What to do → Copy out word for word every line of the rows, starting with the line containing "Can you see the tool" and continuing through the final row, with both ends included.
# Start of Data entries
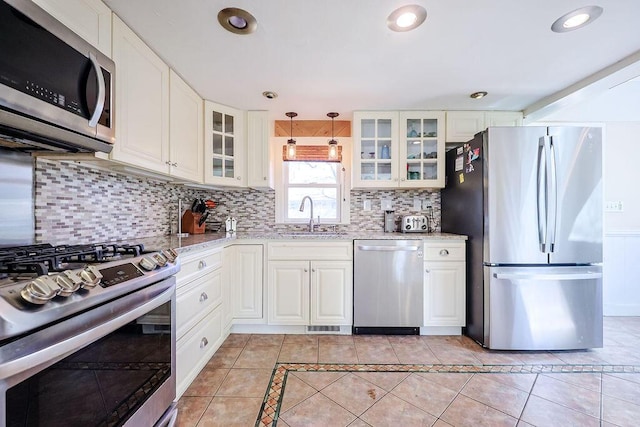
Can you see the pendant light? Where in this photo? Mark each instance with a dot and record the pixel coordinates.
(291, 143)
(333, 144)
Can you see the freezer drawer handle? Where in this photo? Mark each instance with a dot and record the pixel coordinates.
(518, 276)
(388, 248)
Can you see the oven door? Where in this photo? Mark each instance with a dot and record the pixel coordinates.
(109, 366)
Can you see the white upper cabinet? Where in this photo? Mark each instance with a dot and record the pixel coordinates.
(398, 150)
(463, 125)
(142, 102)
(186, 130)
(259, 162)
(90, 19)
(224, 151)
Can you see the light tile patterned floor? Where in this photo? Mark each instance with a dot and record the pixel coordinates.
(356, 381)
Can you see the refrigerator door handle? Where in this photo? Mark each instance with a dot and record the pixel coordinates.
(553, 195)
(542, 194)
(532, 276)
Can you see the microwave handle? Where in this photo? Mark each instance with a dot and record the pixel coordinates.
(93, 121)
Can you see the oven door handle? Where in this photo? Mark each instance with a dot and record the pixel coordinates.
(19, 359)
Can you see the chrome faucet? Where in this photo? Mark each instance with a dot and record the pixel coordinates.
(311, 216)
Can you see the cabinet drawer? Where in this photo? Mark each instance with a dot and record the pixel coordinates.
(196, 347)
(310, 251)
(193, 265)
(196, 299)
(444, 251)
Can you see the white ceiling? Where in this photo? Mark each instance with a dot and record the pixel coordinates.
(337, 55)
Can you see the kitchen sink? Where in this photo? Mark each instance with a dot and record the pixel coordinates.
(314, 234)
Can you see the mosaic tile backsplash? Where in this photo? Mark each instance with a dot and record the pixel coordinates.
(76, 203)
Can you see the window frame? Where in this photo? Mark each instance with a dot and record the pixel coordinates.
(282, 187)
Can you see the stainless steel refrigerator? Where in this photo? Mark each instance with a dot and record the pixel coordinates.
(530, 200)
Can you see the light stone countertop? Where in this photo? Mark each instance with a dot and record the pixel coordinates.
(210, 240)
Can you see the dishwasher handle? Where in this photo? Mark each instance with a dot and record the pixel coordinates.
(388, 248)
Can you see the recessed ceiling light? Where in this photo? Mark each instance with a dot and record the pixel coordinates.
(478, 95)
(406, 18)
(576, 19)
(237, 21)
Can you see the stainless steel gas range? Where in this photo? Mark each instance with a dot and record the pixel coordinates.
(87, 336)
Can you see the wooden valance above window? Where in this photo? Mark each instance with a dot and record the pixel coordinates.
(312, 153)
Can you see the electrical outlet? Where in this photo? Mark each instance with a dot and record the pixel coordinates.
(613, 206)
(417, 204)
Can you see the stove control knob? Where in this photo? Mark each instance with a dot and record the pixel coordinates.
(148, 263)
(170, 254)
(40, 290)
(67, 283)
(91, 276)
(159, 259)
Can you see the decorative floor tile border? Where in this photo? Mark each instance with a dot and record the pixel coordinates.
(270, 409)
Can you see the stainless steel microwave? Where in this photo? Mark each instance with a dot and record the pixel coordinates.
(56, 90)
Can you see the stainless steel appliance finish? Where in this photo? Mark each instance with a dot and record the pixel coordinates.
(388, 286)
(17, 220)
(120, 330)
(56, 90)
(530, 200)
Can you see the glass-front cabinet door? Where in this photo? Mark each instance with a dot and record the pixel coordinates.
(223, 145)
(375, 136)
(422, 148)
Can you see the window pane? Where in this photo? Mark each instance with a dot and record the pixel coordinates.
(312, 172)
(324, 203)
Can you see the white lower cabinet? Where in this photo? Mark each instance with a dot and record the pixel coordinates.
(246, 281)
(310, 291)
(444, 284)
(200, 328)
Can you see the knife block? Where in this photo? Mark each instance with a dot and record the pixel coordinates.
(190, 222)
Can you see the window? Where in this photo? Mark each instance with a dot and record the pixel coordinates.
(321, 181)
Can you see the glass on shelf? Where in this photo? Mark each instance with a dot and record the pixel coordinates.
(384, 128)
(216, 167)
(217, 143)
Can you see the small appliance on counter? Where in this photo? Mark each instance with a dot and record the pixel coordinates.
(389, 222)
(414, 224)
(230, 224)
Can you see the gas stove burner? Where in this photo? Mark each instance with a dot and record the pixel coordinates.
(43, 259)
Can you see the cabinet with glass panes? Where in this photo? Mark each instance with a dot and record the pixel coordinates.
(224, 151)
(398, 149)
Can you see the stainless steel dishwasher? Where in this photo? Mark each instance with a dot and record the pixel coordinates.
(388, 287)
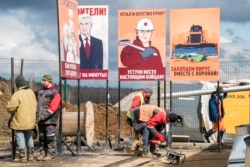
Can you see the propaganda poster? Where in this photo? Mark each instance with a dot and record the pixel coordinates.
(68, 38)
(142, 44)
(93, 36)
(194, 44)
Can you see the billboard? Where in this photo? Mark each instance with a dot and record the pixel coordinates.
(142, 44)
(194, 44)
(69, 42)
(93, 37)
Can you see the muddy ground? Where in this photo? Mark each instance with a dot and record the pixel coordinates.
(99, 117)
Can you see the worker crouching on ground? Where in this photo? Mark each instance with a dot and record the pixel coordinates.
(216, 114)
(22, 106)
(142, 98)
(146, 119)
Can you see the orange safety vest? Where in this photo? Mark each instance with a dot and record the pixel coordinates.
(146, 112)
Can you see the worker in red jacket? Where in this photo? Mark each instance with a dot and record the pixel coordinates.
(145, 119)
(142, 98)
(148, 56)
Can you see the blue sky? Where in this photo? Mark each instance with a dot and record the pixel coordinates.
(29, 27)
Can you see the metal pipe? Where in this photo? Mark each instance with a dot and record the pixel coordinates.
(204, 92)
(247, 153)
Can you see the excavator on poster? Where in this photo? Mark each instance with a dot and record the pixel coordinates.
(196, 48)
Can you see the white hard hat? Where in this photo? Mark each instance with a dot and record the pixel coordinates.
(145, 24)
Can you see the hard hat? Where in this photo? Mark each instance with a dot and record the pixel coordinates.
(145, 24)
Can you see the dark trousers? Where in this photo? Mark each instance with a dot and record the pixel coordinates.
(48, 139)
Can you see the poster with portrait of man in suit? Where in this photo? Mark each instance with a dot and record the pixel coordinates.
(93, 37)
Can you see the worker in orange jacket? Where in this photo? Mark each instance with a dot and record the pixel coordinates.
(145, 119)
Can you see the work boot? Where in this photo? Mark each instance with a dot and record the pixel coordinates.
(30, 154)
(208, 134)
(41, 155)
(22, 156)
(146, 153)
(48, 158)
(154, 148)
(220, 136)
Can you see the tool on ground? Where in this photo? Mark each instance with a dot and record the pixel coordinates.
(175, 157)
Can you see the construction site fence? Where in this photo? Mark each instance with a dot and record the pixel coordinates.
(33, 70)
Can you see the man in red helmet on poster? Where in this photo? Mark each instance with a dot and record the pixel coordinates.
(141, 54)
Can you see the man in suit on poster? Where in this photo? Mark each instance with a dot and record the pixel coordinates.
(91, 49)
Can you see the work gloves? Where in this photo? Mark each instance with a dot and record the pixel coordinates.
# End of Data entries
Output of the task →
Can you see the tool on ground? Where in this photo? Mark each instance with a dot and record the pixel coordinates.
(175, 157)
Can you see the construction site fence? Where in this photo? Mark each instance with a dot and record the pixel coordinates.
(33, 70)
Can you see the man in red helmet on poster? Where in this photo? Mark each instance with a dot and record the pixel coordinates.
(141, 54)
Can you see the man in suit on poster? Where in this photo? Mark each instance with a dot and record the pixel coordinates.
(91, 49)
Can you see the work gloves? Where in this photo? Mark each instance with a dot and record the pixel coordinates.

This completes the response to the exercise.